▶ TASK BRIEF
Below are records; output all of them exactly.

Referring expression data

· · · · · · ·

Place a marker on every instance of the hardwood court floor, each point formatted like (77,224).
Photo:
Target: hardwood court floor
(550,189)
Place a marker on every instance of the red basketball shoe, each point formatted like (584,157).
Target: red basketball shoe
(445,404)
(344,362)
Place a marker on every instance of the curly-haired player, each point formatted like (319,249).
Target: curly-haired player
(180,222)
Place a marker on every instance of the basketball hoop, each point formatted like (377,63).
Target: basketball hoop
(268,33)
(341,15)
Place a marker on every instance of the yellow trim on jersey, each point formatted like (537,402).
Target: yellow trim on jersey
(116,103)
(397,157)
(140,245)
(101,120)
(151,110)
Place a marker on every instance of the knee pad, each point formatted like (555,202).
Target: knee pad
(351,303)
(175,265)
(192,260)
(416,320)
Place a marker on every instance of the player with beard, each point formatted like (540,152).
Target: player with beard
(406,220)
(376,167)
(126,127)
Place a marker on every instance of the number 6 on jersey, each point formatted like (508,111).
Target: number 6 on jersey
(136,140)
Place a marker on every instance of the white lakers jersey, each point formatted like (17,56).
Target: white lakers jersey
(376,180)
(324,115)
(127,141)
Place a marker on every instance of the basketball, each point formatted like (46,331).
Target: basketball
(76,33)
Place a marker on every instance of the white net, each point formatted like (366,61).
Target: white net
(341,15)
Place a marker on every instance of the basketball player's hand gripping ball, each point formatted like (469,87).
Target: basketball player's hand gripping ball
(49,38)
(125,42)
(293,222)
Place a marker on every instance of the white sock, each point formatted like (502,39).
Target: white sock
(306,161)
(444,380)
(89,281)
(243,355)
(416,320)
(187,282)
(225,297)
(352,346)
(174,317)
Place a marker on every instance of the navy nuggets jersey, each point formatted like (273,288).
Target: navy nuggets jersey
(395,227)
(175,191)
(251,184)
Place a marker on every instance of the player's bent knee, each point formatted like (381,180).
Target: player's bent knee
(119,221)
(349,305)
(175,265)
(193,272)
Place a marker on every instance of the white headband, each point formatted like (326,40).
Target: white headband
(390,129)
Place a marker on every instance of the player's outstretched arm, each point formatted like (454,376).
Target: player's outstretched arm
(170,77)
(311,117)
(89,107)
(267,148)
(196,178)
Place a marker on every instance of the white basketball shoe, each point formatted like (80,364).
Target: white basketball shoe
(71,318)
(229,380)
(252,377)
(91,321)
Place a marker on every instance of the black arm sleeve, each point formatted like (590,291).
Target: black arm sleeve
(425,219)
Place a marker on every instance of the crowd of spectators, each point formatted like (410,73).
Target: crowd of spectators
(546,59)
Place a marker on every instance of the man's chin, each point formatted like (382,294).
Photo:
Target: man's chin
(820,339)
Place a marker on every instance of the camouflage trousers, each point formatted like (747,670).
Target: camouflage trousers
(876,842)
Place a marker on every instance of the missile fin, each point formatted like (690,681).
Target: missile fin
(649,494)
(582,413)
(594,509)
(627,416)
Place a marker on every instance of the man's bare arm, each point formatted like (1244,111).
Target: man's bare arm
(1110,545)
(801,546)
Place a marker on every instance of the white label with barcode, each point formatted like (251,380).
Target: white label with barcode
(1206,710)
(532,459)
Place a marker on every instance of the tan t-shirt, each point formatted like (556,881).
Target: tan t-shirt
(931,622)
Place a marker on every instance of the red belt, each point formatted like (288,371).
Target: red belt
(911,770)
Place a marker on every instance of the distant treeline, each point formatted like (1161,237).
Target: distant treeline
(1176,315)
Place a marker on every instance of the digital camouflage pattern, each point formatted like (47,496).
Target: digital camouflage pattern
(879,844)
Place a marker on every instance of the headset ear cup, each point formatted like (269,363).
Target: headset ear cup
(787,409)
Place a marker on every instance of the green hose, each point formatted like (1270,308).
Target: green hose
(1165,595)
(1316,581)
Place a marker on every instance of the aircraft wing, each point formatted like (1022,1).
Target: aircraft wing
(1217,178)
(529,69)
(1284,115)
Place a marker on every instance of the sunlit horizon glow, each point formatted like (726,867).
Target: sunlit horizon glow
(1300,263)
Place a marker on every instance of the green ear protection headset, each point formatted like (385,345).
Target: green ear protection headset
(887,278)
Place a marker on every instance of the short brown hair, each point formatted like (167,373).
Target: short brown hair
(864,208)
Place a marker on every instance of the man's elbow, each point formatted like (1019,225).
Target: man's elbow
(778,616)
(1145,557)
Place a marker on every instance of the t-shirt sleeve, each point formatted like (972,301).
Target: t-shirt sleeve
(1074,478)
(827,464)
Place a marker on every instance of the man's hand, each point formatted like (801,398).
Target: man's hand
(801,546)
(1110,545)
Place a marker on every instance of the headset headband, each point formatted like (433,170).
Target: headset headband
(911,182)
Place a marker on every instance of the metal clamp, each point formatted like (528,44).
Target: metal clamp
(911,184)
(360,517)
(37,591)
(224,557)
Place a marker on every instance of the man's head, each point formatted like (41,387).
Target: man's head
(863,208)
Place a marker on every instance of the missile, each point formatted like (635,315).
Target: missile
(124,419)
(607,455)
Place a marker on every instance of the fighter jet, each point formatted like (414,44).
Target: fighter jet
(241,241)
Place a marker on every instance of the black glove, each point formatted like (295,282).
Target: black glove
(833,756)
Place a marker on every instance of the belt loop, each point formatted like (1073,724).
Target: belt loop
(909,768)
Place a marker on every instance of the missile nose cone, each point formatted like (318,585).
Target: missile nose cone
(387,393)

· · · · · · ·

▶ ANSWER BOX
Place a marker on every instance of the hardwood court floor, each point formatted like (77,224).
Photo:
Target: hardwood court floor
(550,189)
Place a marker on every instance of the red basketball shoe, each point formatted like (584,157).
Target: red basketball shoe
(445,404)
(344,362)
Place a marker on every instance of the curly-haired player, each point formatted like (319,249).
Target: curly-haired player
(180,222)
Place a marker on every instance of the basketball hoop, each point formatted like (377,63).
Target: basketball hoop
(268,33)
(341,15)
Place a marker on every instance of the yellow trim on jersey, each point formatted like (537,402).
Target: yellow trim on jersey
(116,103)
(397,157)
(140,245)
(101,120)
(151,110)
Place a marker on every instance of the knee pad, each point formatted like (555,202).
Target: knee pad
(351,303)
(175,265)
(192,260)
(416,320)
Place a marker on every instance of the player with beard, each point formatted like (540,152).
Target: player with beard
(406,220)
(376,167)
(126,127)
Place a marker on every instance of the number 6 on jersey, each point formatted like (508,111).
Target: number 6 on jersey
(136,140)
Place a marker on every instance of the white lakers jersey, each point formatted like (17,56).
Target: white lakers jersey
(376,180)
(324,115)
(127,141)
Place a marker on every instance of the basketball, each point formatted like (46,331).
Target: basketball
(76,33)
Place a marker on every instance of the white net, each point formatted like (366,61).
Target: white net
(341,15)
Place a marker on every instance of the basketball player's hand gripping ball, each point formatted like (469,87).
Target: basketball player's hand gripping ball
(49,38)
(125,42)
(293,222)
Place a marker on every instance of the white sock, each point formatted like (502,39).
Target: white sock
(306,161)
(444,380)
(89,281)
(243,355)
(416,320)
(187,282)
(225,297)
(352,346)
(174,317)
Place a marker on every instance of the navy nuggets jersey, each point formatted like (273,288).
Target: navy nuggets jersey
(395,227)
(175,191)
(251,184)
Place a marker on every instance of the player's bent knee, each point formatted like (381,180).
Target: player's bent knee
(119,221)
(349,305)
(175,265)
(193,272)
Place a marker on every instance of the white headband, each point formatted like (326,40).
Target: white headband
(390,129)
Place a marker on every instance of the player's outstretched arm, each point formatted like (454,376).
Target: player's outstretched arm
(170,77)
(311,117)
(89,107)
(267,148)
(196,178)
Place a marker on every instance of the white basketball shoe, each point formatted like (80,364).
Target: white basketball shoe
(71,318)
(229,380)
(252,377)
(91,321)
Place a marker on every instance of the black arm sleeve, each point formatted like (590,291).
Target: black arm sleeve
(425,219)
Place a marker on every instance of the crowd of spectators, each point formatted like (410,73).
Target: crowd of spectators
(546,59)
Place a marker on every instance of the man's chin, each point formatted like (382,294).
Photo:
Target: man's chin
(820,339)
Place a marker on every instance of the camouflage trousers, each point formatted like (747,670).
Target: camouflage trousers
(876,842)
Place a marker on every instance of the missile fin, each point formatted like (690,681).
Target: missile fin
(649,494)
(582,413)
(594,509)
(627,416)
Place a marker on every instance of the man's bare arm, each point formatted like (1244,111).
Target: man's bare arm
(1110,545)
(801,546)
Place a marker on every instance of the white label with barcode, each point formatted like (251,380).
Target: white label with barcode
(1206,710)
(532,459)
Place a marker on every instance of the tan t-shirt, each point formatted like (556,881).
Target: tan t-shirt
(931,622)
Place a marker on every instance of the red belt, each point formatted like (288,371).
Target: red belt
(911,770)
Place a marker on every instance of the distant treeline, each point formatted like (1161,237).
Target: distant treeline
(1176,315)
Place a marker on every instance of the digital camouflage pattern, each point formatted like (47,496).
Target: digital camouflage pattern
(879,844)
Place a marker on every instance of the headset ear cup, each point formatted like (269,363).
Target: headset ear cup
(787,409)
Place a marker on every instance of the green hose, each point formatted like (1270,308).
Target: green hose
(1165,595)
(1316,581)
Place a marker on every instance of the aircraft wing, each point formatted like (1022,1).
Target: aircraft wing
(1217,178)
(529,69)
(1284,115)
Place a marker on every instance of the sunlit horizon glow, each point formatted like (726,867).
Target: sunlit horizon glow
(1300,263)
Place a marker on every instance of the green ear protection headset, each point formatted like (385,345).
Target: green ear protection headset
(887,278)
Place a marker on every instance of the short brown hair, each point formatted like (167,373).
Target: short brown hair
(864,208)
Place a marker on every instance of the man's elbow, each point formatted like (1019,225).
Target: man's elbow
(778,616)
(1145,557)
Place a marker on every instance of the t-shirt sleeve, each point formatted like (972,301).
Target: t-shirt sleeve
(1074,478)
(827,464)
Place a marker on every instance of the man's hand, each point formatted like (801,398).
Target: man's hand
(801,546)
(1110,545)
Place a marker on every instance of the headset headband, each point formatted like (433,170).
Target: headset headband
(911,182)
Place a marker on every instance of the metal clamp, each point formatted like (528,44).
Target: metal clamp
(911,184)
(360,517)
(37,591)
(224,557)
Place a marker on every instance of the man's head, each point formatted like (41,387).
Target: man's head
(863,208)
Place a marker on every instance of the missile, each point formatted like (635,315).
Target: missile
(124,419)
(607,455)
Place a marker on every instance of the fighter jet, each point formatted like (414,44).
Target: fighter jet
(241,241)
Place a marker on every instance of the black glove, each point formatted like (295,282).
Target: black glove
(833,756)
Place a marker on every instance of the belt loop, each point formatted like (1073,724).
Target: belt loop
(909,768)
Place a marker on every instance of the missile nose cone, each point formatted like (318,585).
Target: missile nose cone
(387,393)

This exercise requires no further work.